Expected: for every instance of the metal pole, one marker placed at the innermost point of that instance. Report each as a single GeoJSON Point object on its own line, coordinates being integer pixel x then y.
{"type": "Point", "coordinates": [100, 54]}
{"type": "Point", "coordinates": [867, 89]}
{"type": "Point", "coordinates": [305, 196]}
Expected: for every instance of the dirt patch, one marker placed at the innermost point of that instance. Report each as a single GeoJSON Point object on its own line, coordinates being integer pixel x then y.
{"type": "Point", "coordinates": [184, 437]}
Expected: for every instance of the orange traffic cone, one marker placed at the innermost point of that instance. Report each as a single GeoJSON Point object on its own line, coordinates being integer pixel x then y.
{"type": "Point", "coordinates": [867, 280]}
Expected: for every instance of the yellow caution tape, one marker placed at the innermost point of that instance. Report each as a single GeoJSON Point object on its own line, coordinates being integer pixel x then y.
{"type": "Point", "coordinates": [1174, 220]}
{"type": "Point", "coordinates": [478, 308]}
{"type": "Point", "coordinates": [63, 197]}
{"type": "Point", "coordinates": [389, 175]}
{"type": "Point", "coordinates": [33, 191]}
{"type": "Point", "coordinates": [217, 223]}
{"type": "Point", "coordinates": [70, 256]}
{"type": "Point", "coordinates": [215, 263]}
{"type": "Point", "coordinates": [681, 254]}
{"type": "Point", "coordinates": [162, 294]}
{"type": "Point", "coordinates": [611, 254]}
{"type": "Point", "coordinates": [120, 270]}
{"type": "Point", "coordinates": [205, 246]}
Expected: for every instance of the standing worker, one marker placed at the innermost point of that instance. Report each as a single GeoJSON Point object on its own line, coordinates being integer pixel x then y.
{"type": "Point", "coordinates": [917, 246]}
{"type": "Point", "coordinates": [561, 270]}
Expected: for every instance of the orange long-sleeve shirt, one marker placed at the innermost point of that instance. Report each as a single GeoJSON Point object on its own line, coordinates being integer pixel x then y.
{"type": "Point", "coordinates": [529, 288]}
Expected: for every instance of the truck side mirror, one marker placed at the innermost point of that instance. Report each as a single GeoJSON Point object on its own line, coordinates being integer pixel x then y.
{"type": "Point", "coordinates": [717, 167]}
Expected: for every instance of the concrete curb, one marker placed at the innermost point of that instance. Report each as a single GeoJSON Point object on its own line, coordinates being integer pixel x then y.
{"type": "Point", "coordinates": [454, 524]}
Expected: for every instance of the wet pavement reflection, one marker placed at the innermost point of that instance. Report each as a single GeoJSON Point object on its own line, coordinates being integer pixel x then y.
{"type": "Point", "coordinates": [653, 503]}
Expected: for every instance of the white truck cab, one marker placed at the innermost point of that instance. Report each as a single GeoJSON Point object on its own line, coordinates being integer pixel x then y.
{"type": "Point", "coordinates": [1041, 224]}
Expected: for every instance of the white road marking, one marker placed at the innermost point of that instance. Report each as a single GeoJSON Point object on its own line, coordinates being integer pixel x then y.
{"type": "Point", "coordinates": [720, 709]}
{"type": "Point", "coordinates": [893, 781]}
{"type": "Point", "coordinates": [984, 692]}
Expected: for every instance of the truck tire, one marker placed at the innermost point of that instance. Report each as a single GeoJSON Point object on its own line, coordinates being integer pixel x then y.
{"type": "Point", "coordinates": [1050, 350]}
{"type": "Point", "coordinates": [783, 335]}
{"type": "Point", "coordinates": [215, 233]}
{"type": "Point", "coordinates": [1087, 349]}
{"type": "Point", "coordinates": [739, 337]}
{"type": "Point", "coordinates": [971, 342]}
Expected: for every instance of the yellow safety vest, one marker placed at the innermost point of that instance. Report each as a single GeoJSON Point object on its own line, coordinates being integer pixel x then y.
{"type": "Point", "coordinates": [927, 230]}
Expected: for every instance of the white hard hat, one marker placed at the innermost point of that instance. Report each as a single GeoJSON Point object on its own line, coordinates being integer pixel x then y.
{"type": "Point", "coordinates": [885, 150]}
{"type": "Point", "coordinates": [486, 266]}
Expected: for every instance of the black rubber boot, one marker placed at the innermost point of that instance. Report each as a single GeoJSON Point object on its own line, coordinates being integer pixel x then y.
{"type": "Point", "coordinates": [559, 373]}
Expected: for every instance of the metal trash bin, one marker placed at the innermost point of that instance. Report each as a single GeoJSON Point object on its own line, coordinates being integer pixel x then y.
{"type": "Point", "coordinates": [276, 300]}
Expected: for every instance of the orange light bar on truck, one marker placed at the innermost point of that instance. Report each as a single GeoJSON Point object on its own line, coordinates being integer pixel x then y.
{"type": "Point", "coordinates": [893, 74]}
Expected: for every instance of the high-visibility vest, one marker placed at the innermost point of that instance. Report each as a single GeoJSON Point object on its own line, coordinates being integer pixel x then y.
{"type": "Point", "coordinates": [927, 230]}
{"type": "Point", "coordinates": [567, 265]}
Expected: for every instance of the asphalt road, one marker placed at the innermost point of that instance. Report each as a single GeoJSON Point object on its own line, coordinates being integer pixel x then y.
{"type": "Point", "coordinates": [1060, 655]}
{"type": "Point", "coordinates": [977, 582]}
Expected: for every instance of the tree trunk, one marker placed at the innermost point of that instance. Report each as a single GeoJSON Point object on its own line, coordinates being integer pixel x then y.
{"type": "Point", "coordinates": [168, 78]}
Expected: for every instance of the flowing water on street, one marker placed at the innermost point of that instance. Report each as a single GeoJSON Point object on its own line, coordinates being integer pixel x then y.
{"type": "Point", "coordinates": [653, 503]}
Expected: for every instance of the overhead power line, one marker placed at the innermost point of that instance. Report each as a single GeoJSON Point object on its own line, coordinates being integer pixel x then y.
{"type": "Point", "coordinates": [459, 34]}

_ _ _

TASK DIRECTIONS:
An exact transcription of all the material above is the expected answer.

RESULT OF THIS EXERCISE:
Expected: for every instance of the metal pole, one marker placed at the innermost point of that instance. Report each as a single GeoJSON Point object on its own line, coordinates being integer pixel x then y.
{"type": "Point", "coordinates": [100, 54]}
{"type": "Point", "coordinates": [867, 89]}
{"type": "Point", "coordinates": [305, 196]}
Expected: for every instance of the dirt patch, one marker placed at the innermost point of that instance. Report each as a single GeoJSON Point object on its own line, coordinates being integer pixel x then y.
{"type": "Point", "coordinates": [184, 437]}
Expected: for every instance of the orange traffic cone, one marker placed at the innermost point of that instance. Report each as a single GeoJSON Point object on its own line, coordinates being integer pixel x then y.
{"type": "Point", "coordinates": [867, 280]}
Expected: for every instance of the yellow caution tape, one marker placed at the innermost point of that instance. Report each as a single GeoJSON Point object on its own line, coordinates being integer pixel x then y.
{"type": "Point", "coordinates": [1174, 220]}
{"type": "Point", "coordinates": [478, 308]}
{"type": "Point", "coordinates": [63, 197]}
{"type": "Point", "coordinates": [389, 175]}
{"type": "Point", "coordinates": [33, 191]}
{"type": "Point", "coordinates": [217, 223]}
{"type": "Point", "coordinates": [70, 256]}
{"type": "Point", "coordinates": [215, 263]}
{"type": "Point", "coordinates": [681, 254]}
{"type": "Point", "coordinates": [162, 294]}
{"type": "Point", "coordinates": [611, 254]}
{"type": "Point", "coordinates": [120, 270]}
{"type": "Point", "coordinates": [205, 246]}
Expected: for every instance of the standing worker, one marker placed at the innermost point of that instance. Report each as a single GeoJSON Point object on its own line, coordinates being integer pixel x then y.
{"type": "Point", "coordinates": [917, 246]}
{"type": "Point", "coordinates": [561, 270]}
Expected: for every instance of the orange long-sleeve shirt, one marker placed at the innermost point of that instance. Report each as a single GeoJSON Point object on its own line, coordinates being integer pixel x then y.
{"type": "Point", "coordinates": [529, 288]}
Expected: for every instance of the truck side mirror, one marker placed at the innermost point of that instance. Report each as a single GeoJSON Point object on its own line, coordinates being integer pixel x then y.
{"type": "Point", "coordinates": [717, 167]}
Expected: for every instance of the concrete curb, one marker placed at the innermost point of that instance. Report each as a single GeoJSON Point object on its own line, coordinates being integer pixel x then y.
{"type": "Point", "coordinates": [454, 524]}
Expected: for every instance of the wet pavement reflection, one marker placed at the innermost point of that instance. Report each as a single GeoJSON Point object on its own line, coordinates being integer pixel x then y.
{"type": "Point", "coordinates": [653, 503]}
Expected: for every instance of the white truck cab, one marker placed at the innermost point of that instance. Report each as a single GeoJSON Point object on its own line, coordinates being integer pixel x then y.
{"type": "Point", "coordinates": [1041, 224]}
Expected: for every instance of the white road marking, one marker placed at the innermost point of that instance. Report each as a single GeoJSON Point object on its own line, coordinates being integer pixel x then y.
{"type": "Point", "coordinates": [720, 709]}
{"type": "Point", "coordinates": [893, 781]}
{"type": "Point", "coordinates": [984, 692]}
Expected: for every instance of the truck tire, one marker placed at the innermost point of that instance. Report each as a single GeoJSON Point object on its own line, coordinates being integer pixel x then y.
{"type": "Point", "coordinates": [1050, 350]}
{"type": "Point", "coordinates": [783, 335]}
{"type": "Point", "coordinates": [215, 233]}
{"type": "Point", "coordinates": [1087, 349]}
{"type": "Point", "coordinates": [739, 337]}
{"type": "Point", "coordinates": [971, 342]}
Expected: for every instance of the yellow safety vest, one marker placed at the innermost point of that instance. Report each as a single GeoJSON Point object on its own line, coordinates being integer pixel x then y.
{"type": "Point", "coordinates": [927, 230]}
Expected: for every instance of the white hard hat, one marker placed at the innermost point of that instance. Report each as a single GeoJSON Point object on its own line, coordinates being integer pixel x then y.
{"type": "Point", "coordinates": [885, 150]}
{"type": "Point", "coordinates": [486, 266]}
Expected: for every instance of the black rubber boot, one marker placed at the innermost point of that instance. Report each as a single GeoJSON Point object on its own line, coordinates being integer pixel x then y.
{"type": "Point", "coordinates": [559, 373]}
Expected: for every instance of the metal trash bin, one marker placed at the innermost point of that instance. Report each as a single GeoJSON Point object on its own line, coordinates being integer pixel x then y.
{"type": "Point", "coordinates": [276, 300]}
Expected: for every instance of the orange light bar on truck, one marker placed at the innermost point of that instance. Report each as a single GeoJSON Point object on its own line, coordinates being integer pixel x then y.
{"type": "Point", "coordinates": [893, 74]}
Expected: for every instance of the high-visibility vest, one marker placed at the innermost point of that instance. Report each as a single GeoJSON Point object on its own line, coordinates being integer pixel x then y.
{"type": "Point", "coordinates": [927, 230]}
{"type": "Point", "coordinates": [567, 265]}
Expected: for every instance of the asphalt road, one marker placed at the innermost point of that instance. Report each as a single GeoJSON Point object on its own line, coordinates being integer pixel x then y.
{"type": "Point", "coordinates": [1060, 655]}
{"type": "Point", "coordinates": [977, 582]}
Expected: for every instance of the tree trunk, one marker placed at the innermost point of that instance. Report each as a single GeoJSON Point object on its own line, coordinates being integer pixel x then y.
{"type": "Point", "coordinates": [168, 78]}
Expected: for every instance of the flowing water on street, one marker placed at the innermost point of that instance. Report each as a single GeoJSON Point object on its own line, coordinates being integer pixel x then y.
{"type": "Point", "coordinates": [653, 503]}
Expected: for every instance of the overhead power line, one marker placed at the innermost point of that instance. Report each as a single GeoJSON Point object on its own line, coordinates being integer pixel x then y.
{"type": "Point", "coordinates": [459, 34]}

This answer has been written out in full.